_Zu beantwortende Fragen_:
1. Beantworte zum Text über das Abstammungsrecht diese Fragen:
(a) Welcher Artikel schreibt vor, den Namen der Mutter in die Geburtsurkunde eines in Belgien geborenen Kindes einzutragen?
(b) Binnen welcher Frist nach Auflösung oder Nichtigerklärung der Ehe muss das Kind geboren sein, damit der Ehemann der Mutter von Rechts wegen als Vater gilt?
(c) Nach welcher Vorschrift erfolgt die medizinisch assistierte Fortpflanzung, auf der die Mitmutterschaftsvermutung beruht?
2. Gib aus dem Text über das Abstammungsrecht den Abschnitt zwischen „Steht die Vaterschaft“ und „Fortpflanzung gezeugt wurde.“ einschließlich wortgetreu aus.
3. Führe den Text über das Abstammungsrecht nach seinem letzten Satz fort.

==== Untersuchter Text ====

Rz. 178

Mutter eines Kindes ist die Frau, die als solche in der Geburtsurkunde bezeichnet ist[228] (mater semper certa est). Aufgrund Art. 44 ZGB ist der Name der Mutter obligatorisch in der Geburtsurkunde eines in Belgien geborenen Kindes einzutragen. Die Mutterschaft, die aus der Geburtsurkunde hervorgeht, kann angefochten werden. Eine Anfechtungsklage ist jedoch nicht zulässig, wenn das Kind einen mit der Geburtsurkunde übereinstimmenden, fortdauernden Statusbesitz[229] hat, d.h. wenn das Abstammungsverhältnis durch sozial affektive Tatsachen bewiesen wird.[230] Vater des Kindes ist von Rechts wegen der Ehemann der Mutter des Kindes, welches innerhalb der Ehe oder weniger als dreihundert Tage nach Auflösung oder Nichtigerklärung der Ehe oder nach dem Verschwinden des Ehemannes[231] geboren wird.[232] Wird das Kind nach einer erneuten Eheschließung der Mutter und weniger als dreihundert Tage nach Auflösung der vorherigen Ehe geboren, gilt der neue Ehemann als Vater des Kindes.[233] Der Ehemann, die Mutter, der Mann, der die Vaterschaft für sich in Anspruch nimmt, die Frau, die die Mitmutterschaft für sich in Anspruch nimmt,[234] oder das Kind[235] können die vermutete Vaterschaft des Ehemannes mit allen Beweismitteln anfechten, es sei denn, das Kind hat dem Ehemann gegenüber einen fortdauernden Statusbesitz.[236]

Steht die Vaterschaft nicht aufgrund der vorangehenden Vermutung fest, kann gegebenenfalls eine Mitmutterschaftsvermutung aufgrund der Bestimmungen von Art. 325/1 ff. ZGB herangezogen werden.[237] Diese Mitmutterschaftsvermutung kann von der Mutter, dem Kind, der Mitmutter, hinsichtlich derer die Abstammung feststeht, der Frau, die die Mitmutterschaft für sich in Anspruch nimmt, und dem Mann, der die Vaterschaft für sich in Anspruch nimmt, angefochten werden. Die Mitmutterschaftsvermutung beruht auf der Annahme, dass im Rahmen einer Ehe zwischen zwei Frauen das Kind durch medizinisch assistierte Fortpflanzung gemäß Art. 7 des Gesetzes vom 6.7.2007 über die medizinisch assistierte Fortpflanzung gezeugt wurde.

==== Auszüge aus Datensätzen ====

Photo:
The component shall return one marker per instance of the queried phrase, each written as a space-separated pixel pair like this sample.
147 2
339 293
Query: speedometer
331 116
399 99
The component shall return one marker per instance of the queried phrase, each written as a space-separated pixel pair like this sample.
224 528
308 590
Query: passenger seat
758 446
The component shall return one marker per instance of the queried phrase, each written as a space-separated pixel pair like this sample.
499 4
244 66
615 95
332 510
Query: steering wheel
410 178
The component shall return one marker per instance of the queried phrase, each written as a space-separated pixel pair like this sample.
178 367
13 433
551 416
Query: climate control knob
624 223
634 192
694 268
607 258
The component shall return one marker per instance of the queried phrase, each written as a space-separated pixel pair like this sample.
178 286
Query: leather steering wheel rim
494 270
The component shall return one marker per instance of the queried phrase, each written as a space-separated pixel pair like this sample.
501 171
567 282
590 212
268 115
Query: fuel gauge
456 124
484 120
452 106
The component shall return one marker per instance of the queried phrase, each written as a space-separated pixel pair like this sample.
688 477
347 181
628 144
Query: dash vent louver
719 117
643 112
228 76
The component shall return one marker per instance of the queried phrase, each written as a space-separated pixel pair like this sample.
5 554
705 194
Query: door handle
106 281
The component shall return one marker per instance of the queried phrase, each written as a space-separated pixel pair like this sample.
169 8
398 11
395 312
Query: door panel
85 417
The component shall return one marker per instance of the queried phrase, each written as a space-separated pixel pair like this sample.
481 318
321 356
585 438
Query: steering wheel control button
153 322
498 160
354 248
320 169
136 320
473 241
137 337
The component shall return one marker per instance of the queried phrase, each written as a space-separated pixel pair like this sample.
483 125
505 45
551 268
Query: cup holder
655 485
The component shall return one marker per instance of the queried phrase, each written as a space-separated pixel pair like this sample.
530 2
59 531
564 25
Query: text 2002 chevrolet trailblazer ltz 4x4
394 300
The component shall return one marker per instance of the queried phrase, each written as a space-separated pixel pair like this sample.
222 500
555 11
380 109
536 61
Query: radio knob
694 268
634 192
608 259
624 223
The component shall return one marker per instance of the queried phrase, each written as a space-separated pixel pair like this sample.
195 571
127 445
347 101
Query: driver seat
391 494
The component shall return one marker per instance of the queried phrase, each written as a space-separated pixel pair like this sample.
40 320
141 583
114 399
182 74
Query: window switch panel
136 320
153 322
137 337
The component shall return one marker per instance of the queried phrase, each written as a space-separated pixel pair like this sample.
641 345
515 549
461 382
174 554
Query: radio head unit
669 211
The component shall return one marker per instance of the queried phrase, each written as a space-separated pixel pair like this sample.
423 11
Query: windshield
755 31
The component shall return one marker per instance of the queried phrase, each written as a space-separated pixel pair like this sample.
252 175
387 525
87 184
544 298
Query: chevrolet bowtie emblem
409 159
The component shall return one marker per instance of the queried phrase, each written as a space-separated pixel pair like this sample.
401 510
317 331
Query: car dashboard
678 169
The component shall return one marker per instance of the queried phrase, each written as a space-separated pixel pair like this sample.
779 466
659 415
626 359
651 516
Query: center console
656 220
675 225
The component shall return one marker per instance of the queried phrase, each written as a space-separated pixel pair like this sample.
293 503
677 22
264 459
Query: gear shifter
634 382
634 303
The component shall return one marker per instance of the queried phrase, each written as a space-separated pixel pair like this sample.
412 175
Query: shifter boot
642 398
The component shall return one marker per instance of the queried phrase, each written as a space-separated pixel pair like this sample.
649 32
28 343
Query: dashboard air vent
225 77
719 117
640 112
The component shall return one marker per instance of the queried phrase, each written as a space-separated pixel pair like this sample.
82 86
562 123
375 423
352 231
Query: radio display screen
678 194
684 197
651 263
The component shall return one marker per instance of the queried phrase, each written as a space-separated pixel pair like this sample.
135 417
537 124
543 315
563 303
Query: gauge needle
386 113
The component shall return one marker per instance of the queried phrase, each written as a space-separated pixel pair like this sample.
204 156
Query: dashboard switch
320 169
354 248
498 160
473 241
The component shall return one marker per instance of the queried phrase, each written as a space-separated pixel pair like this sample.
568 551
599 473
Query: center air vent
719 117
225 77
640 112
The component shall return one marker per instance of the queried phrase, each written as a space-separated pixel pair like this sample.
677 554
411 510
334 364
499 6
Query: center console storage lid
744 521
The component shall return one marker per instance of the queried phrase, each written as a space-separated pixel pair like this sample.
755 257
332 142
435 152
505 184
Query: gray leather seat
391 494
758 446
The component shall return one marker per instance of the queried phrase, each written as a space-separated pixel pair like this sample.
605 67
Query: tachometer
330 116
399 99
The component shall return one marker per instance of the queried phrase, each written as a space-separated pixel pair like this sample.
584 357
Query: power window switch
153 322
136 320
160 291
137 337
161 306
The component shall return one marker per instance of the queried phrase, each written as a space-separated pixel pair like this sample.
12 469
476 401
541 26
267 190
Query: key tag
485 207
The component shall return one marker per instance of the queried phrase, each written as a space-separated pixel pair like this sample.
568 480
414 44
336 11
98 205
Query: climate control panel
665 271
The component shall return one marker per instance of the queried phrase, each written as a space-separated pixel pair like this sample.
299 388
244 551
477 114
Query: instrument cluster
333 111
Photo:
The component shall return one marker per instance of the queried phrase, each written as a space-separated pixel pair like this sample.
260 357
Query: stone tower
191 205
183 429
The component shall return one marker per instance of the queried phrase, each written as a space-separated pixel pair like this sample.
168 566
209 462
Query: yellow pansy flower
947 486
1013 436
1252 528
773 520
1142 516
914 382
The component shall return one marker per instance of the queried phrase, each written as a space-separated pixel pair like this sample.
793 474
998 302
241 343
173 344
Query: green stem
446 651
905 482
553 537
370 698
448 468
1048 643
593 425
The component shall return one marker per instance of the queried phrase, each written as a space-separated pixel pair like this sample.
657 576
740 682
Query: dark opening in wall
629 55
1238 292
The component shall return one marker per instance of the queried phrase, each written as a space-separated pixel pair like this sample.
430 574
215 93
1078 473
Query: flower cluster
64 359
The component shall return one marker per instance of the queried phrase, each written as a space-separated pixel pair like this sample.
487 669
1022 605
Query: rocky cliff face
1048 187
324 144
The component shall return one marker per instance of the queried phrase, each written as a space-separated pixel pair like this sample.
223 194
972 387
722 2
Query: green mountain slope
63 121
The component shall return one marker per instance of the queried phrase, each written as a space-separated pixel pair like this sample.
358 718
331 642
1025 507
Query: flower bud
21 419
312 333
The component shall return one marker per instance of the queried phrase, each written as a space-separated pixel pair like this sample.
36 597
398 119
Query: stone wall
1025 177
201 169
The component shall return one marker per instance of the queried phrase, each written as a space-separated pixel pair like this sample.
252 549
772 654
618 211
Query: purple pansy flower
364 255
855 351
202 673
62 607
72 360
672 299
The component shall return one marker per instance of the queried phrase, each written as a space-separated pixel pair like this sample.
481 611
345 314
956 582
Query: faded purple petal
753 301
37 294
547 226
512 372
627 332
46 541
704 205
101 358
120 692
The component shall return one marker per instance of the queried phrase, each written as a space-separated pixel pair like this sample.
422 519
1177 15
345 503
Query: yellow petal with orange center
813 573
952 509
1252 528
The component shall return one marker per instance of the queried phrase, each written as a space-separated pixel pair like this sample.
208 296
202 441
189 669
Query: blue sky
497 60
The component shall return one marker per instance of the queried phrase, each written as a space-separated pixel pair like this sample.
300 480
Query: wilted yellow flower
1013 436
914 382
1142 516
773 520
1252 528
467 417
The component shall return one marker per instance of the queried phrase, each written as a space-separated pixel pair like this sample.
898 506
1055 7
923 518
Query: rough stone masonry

====

_Erwartete Antworten_:
1.
(a) Art. 44 ZGB
(b) Weniger als dreihundert Tage
(c) Art. 7 des Gesetzes vom 6.7.2007 über die medizinisch assistierte Fortpflanzung

2.
Steht die Vaterschaft nicht aufgrund der vorangehenden Vermutung fest, kann gegebenenfalls eine Mitmutterschaftsvermutung aufgrund der Bestimmungen von Art. 325/1 ff. ZGB herangezogen werden.[237] Diese Mitmutterschaftsvermutung kann von der Mutter, dem Kind, der Mitmutter, hinsichtlich derer die Abstammung feststeht, der Frau, die die Mitmutterschaft für sich in Anspruch nimmt, und dem Mann, der die Vaterschaft für sich in Anspruch nimmt, angefochten werden. Die Mitmutterschaftsvermutung beruht auf der Annahme, dass im Rahmen einer Ehe zwischen zwei Frauen das Kind durch medizinisch assistierte Fortpflanzung gemäß Art. 7 des Gesetzes vom 6.7.2007 über die medizinisch assistierte Fortpflanzung gezeugt wurde.

3.
[229] Gemäß Art. 331nonies ZGB ergibt sich der fortdauernde Statusbesitz aus Tatsachen, die zusammen oder getrennt auf das Abstammungsverhältnis hindeuten. Diese Tatsachen sind u.a.: 1. dass das Kind stets den Namen der Person getragen hat, von der man sagt, dass es abstammt; 2. dass Letztgenannte es immer wie ihr eigenes Kind behandelt hat; 3. dass die Person in ihrer Eigenschaft als Vater bzw. Mutter für den Unterhalt und die Erziehung des Kindes gesorgt hat; 4. dass das Kind die Person wie seinen Vater bzw. wie seine Mutter behandelt hat; 5. dass es als Kind dieser Person von der Familie und in der Gesellschaft anerkannt wird; 6. dass die öffentlichen Behörden es als solches ansehen.
[230] Art. 312 § 2 ZGB. Diese gesetzliche Regel verleiht also dem sozial-affektiven Mutter-Kind-Verhältnis Vorrang gegenüber der biologischen Wirklichkeit. Vgl. hierzu auch Pintens, in: Bergmann/Ferid/Henrich, Internationales Ehe- und Kindschaftsrecht, Länderteil Belgien, S. 55.
[231] Festgestellt durch eine gerichtliche Verschollenheitsvermutung.
[232] Art. 315 und 316 ZGB.
[234] Diese Anfechtungsklage ist jedoch nur dann begründet, wenn seine Vaterschaft erwiesen ist (Art. 318 § 5 ZGB).
[235] Unter gewissen Voraussetzungen auch die Nachkommen und Vorfahren des verstorbenen Ehemanns, der als Vater gilt, und der geschiedene Gatte der wiederverheirateten Mutter.
[236] Art. 318 ZGB. Zu den Anfechtungsfristen vgl. Pintens, Belgisches Familien- und Erbrecht 2006–2007, FamRZ 2007, 1491.
[237] Gesetz vom 5.5.2014.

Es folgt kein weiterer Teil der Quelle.